• [Given passage]
= Beginning of Section =

Cashless facility in corp hospitals from Friday

Cashless treatment facility at major hospitals in the country is to resume from tomorrow.

Updated: Aug 20, 2010, 00:14 AM IST

New Delhi: The private sector hospitals and
PSU insurers are likely to arrive at an interim settlement on
restoration of cashless treatment facility at major hospitals
in the country from tomorrow.

The major corporate hospitals -- Apollo Healthcare, Max,
Medicity and Fortis-- have given their package rates for
treatment under mediclaim policies to the Third Party
Administrators (TPAs), which are the facilitators between the
insured and the insurer.

"By tomorrow, TPAs will revert to the hospitals on the
package rates. Cashless facility in these hospitals would be
restored on an interim basis by Friday," Max Healthcare
Institute MD Pervez Ahmed told PTI.

Although the cashless treatment facility will be restored
from tomorrow on interim basis, it would take some time for
the hospitals and four PSU insurance companies to arrive at
final settlement on the vexed issue.

"Final rate structure would be decided in another 30-40
days. Under the structure that is being worked out, hospitals
would be categorised on the basis of super specialty medical
centres and premiums would vary accordingly," he said.

Currently there are 449 hospitals across the country
under the cashless network, but corporate hospitals were
removed by the PSU insurers from their preferred provider
network (PPN) from July 1.

= End of Section =

• [Recorded data]

= Beginning of Section =

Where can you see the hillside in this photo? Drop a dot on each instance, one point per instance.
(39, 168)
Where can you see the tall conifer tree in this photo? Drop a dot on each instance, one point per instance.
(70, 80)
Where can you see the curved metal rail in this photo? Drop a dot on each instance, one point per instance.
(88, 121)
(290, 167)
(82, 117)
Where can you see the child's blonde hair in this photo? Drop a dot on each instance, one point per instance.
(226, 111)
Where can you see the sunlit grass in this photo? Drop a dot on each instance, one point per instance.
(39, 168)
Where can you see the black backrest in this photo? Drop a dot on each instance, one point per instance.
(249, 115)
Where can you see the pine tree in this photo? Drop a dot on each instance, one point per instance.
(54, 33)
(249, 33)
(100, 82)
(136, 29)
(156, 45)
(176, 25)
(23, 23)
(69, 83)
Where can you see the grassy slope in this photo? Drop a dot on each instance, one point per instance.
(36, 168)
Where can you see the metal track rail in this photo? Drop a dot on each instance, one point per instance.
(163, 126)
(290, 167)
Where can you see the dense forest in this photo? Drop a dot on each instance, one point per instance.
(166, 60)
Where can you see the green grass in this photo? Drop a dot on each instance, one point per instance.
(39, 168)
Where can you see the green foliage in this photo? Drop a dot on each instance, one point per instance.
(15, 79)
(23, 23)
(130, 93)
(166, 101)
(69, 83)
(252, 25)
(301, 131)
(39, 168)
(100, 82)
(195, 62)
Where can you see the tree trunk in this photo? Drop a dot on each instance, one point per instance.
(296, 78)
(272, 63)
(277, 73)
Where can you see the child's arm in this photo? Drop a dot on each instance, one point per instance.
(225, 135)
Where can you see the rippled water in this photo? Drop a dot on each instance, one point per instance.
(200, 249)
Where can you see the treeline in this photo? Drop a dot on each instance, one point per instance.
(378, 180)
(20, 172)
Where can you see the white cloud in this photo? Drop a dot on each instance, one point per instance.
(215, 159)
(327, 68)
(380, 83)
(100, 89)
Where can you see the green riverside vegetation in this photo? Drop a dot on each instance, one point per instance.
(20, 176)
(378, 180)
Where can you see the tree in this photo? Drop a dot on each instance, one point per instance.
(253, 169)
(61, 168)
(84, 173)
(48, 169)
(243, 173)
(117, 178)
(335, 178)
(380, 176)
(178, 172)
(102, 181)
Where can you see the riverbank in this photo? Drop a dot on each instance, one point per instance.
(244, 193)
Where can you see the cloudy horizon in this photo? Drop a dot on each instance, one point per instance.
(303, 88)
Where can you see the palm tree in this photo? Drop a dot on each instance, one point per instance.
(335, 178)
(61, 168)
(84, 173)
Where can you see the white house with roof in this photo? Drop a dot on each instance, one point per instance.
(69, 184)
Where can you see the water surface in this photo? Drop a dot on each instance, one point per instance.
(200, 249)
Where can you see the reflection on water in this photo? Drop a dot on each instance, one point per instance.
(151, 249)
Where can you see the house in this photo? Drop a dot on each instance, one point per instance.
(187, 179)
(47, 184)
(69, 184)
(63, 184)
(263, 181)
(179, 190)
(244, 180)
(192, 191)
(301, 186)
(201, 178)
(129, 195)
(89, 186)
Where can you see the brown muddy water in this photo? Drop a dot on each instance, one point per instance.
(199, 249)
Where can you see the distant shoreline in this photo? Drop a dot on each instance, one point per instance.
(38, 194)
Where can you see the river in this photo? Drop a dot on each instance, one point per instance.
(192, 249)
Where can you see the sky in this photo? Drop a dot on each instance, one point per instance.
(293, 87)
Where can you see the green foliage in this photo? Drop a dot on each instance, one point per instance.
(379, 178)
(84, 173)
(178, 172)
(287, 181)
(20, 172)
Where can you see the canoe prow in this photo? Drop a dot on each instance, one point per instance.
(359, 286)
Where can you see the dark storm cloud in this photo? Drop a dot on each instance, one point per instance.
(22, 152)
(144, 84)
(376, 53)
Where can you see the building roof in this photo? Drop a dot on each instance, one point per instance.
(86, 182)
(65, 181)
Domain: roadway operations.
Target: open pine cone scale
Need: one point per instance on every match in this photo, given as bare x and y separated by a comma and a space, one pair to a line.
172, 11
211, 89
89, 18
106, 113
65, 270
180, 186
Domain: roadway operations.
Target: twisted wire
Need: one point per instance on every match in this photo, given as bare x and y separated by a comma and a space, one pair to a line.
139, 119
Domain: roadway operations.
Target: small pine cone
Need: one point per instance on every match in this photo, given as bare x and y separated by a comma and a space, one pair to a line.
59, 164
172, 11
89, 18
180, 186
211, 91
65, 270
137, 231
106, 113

= End of Section =

• [Work to complete]
**1)** In the cashless treatment article, condense the paragraph beginning "The major corporate hospitals" into a single shorter sentence that keeps its main facts.
**2)** Copy the cashless treatment article word for word between "Cashless treatment facility at major hospitals in" and "country from tomorrow.", inclusive.
The items can be ignored.

• [Outputs for the tasks]
**1)** Apollo Healthcare, Max, Medicity and Fortis have submitted their package rates for mediclaim treatment to the Third Party Administrators (TPAs), which facilitate between the insured and the insurer.

**2)**
Cashless treatment facility at major hospitals in the country is to resume from tomorrow.

Updated: Aug 20, 2010, 00:14 AM IST

New Delhi: The private sector hospitals and
PSU insurers are likely to arrive at an interim settlement on
restoration of cashless treatment facility at major hospitals
in the country from tomorrow.